*** DATASET CONTENT ***

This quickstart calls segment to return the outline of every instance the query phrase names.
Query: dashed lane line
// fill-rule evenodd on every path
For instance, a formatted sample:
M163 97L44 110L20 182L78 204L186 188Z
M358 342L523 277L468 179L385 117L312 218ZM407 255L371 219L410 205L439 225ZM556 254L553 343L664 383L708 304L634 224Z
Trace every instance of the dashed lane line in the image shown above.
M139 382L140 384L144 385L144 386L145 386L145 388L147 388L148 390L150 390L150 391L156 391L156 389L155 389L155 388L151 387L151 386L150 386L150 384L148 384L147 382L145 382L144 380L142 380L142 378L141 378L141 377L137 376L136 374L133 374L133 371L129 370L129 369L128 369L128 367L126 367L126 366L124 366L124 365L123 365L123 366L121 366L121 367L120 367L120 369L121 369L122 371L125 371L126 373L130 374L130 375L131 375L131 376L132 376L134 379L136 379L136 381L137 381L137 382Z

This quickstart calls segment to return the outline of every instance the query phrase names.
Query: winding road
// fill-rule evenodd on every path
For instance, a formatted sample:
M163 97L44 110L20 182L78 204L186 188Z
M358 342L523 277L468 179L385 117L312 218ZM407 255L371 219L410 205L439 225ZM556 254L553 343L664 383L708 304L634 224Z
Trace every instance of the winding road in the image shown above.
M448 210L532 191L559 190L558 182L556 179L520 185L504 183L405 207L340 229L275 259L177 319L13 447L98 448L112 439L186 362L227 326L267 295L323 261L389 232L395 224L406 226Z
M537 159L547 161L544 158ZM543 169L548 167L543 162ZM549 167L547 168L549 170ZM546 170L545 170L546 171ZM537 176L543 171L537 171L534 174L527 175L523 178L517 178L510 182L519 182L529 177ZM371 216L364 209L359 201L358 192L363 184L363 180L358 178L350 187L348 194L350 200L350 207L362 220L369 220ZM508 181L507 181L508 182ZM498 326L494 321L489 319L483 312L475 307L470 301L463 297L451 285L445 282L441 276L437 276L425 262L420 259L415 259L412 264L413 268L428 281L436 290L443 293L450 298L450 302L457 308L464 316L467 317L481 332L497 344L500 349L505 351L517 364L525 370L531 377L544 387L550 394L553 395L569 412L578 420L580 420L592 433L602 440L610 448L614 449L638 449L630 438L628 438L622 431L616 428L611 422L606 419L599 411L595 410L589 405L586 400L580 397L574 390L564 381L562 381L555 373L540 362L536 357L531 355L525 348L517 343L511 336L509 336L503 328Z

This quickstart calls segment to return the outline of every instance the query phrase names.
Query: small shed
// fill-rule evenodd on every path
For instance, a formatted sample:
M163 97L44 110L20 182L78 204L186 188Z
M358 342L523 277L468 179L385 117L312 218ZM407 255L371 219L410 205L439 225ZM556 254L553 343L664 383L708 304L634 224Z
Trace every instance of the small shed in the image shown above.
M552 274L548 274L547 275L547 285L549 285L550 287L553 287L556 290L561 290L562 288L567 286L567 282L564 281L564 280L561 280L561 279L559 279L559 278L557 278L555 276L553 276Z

***
*** DATASET CONTENT ***

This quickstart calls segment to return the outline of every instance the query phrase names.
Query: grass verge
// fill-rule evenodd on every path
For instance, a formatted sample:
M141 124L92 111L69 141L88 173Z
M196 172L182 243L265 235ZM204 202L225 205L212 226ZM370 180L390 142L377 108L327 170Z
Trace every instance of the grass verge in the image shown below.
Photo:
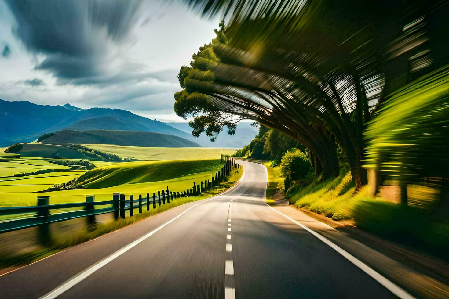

***

WORK TO BE COMPLETED: Count the lines of the preceding entries that contain the string "above", treating uppercase and lowercase letters as different, and reply with only the number.

FULL OUTPUT: 3